§ Obiettivo 1: Riporta per intero e senza modifiche la discussione sul proverbio napoletano.

§ Brano selezionato:
+ + + + + + +
# Neapolitan: O ciuccio da marchesa, va forte 'nta scesa



## Yulan

Ciao a tutti 

Qualcuno può dirmi di che dialetto si tratta e darmi la versione italiana di questo proverbio? 

"O ciuccio rà marchesa và buono ingoppo a scesa"

Grazie mille in anticipo


----------



## Necsus

Non sono sicuro che sia scritto esattamente così, comunque dovrebbe essere napoletano e dovrebbe voler dire che a fare le cose facili sono tutti bravi.


----------



## Yulan

Necsus said:


> Non sono sicuro che sia scritto esattamente così, comunque dovrebbe essere napoletano e dovrebbe voler dire che a fare le cose facili sono tutti bravi.


 

Ciao Necsus 

Grazie mille per la spiegazione! 

Purtroppo, nemmeno io so dirti se è scritto in modo corretto ... l'ho trovato in un libro che racconta la difficile vita dei contadini durante la prima guerra mondiale: l'autore del libro era lombardo e il detto si trova inserito in un breve colloquio tra due persone.   

Grazie, 
Yulan


----------



## Necsus

Ne ho trovate altre due versioni, ma il significato dovrebbe essere comunque quello che ti ho detto:
'O ciuccio da marchesa, va forte 'nta scesa;
'O ciuccio d' 'o marchese fuje 'int' 'a scesa.
+ + + + + + +
§ Dati archiviati:
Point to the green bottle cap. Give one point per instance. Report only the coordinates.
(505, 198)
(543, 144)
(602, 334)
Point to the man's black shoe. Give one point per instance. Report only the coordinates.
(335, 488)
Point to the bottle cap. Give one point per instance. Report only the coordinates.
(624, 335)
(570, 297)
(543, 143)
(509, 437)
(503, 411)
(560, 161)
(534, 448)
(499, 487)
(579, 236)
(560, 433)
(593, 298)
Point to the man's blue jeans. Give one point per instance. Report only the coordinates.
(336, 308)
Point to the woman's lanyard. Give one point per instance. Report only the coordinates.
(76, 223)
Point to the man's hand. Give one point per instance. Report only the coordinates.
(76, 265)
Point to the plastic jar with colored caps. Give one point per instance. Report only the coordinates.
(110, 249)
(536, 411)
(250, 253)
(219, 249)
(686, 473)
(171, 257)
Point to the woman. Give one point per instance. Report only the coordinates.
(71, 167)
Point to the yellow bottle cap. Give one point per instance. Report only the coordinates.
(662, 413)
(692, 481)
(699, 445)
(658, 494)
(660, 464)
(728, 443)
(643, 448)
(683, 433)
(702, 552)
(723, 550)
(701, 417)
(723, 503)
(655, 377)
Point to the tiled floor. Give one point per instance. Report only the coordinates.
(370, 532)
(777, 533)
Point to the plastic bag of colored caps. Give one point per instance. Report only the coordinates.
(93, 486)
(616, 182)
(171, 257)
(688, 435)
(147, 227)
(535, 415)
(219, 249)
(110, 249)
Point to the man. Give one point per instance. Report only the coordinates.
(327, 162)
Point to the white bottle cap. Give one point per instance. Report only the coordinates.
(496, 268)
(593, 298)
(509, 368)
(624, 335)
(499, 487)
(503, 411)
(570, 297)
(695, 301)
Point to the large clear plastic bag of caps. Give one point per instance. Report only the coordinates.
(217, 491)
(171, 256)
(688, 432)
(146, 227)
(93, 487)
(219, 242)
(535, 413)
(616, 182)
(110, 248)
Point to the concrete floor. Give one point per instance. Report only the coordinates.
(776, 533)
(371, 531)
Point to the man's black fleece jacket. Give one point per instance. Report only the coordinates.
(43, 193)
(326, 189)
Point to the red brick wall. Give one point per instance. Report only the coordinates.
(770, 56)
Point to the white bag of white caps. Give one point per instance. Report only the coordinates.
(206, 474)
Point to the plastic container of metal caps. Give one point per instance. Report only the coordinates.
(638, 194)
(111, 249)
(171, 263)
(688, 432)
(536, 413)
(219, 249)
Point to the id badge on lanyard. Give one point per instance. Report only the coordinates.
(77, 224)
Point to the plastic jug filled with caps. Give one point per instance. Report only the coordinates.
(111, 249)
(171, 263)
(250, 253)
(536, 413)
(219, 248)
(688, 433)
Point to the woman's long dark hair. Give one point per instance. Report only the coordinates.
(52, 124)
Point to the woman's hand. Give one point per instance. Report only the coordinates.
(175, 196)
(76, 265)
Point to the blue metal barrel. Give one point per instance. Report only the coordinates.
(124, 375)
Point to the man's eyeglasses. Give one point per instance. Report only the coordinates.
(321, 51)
+ + + + + + +
§ Obiettivo 2: Rendi come lista JSON di stringhe le righe dell'elenco, partendo da quella che contiene "Point to the woman's hand." e arrivando alla fine dell'elenco, estremi compresi. Metti una stringa per riga e salta le righe vuote.

§ Risultato completo 1:
# Neapolitan: O ciuccio da marchesa, va forte 'nta scesa



## Yulan

Ciao a tutti 

Qualcuno può dirmi di che dialetto si tratta e darmi la versione italiana di questo proverbio? 

"O ciuccio rà marchesa và buono ingoppo a scesa"

Grazie mille in anticipo


----------



## Necsus

Non sono sicuro che sia scritto esattamente così, comunque dovrebbe essere napoletano e dovrebbe voler dire che a fare le cose facili sono tutti bravi.


----------



## Yulan

Necsus said:


> Non sono sicuro che sia scritto esattamente così, comunque dovrebbe essere napoletano e dovrebbe voler dire che a fare le cose facili sono tutti bravi.


 

Ciao Necsus 

Grazie mille per la spiegazione! 

Purtroppo, nemmeno io so dirti se è scritto in modo corretto ... l'ho trovato in un libro che racconta la difficile vita dei contadini durante la prima guerra mondiale: l'autore del libro era lombardo e il detto si trova inserito in un breve colloquio tra due persone.   

Grazie, 
Yulan


----------



## Necsus

Ne ho trovate altre due versioni, ma il significato dovrebbe essere comunque quello che ti ho detto:
'O ciuccio da marchesa, va forte 'nta scesa;
'O ciuccio d' 'o marchese fuje 'int' 'a scesa.

§ Risultato completo 2:
[
  "Point to the woman's hand. Give one point per instance. Report only the coordinates.",
  "(175, 196)",
  "(76, 265)",
  "Point to the blue metal barrel. Give one point per instance. Report only the coordinates.",
  "(124, 375)",
  "Point to the man's eyeglasses. Give one point per instance. Report only the coordinates.",
  "(321, 51)"
]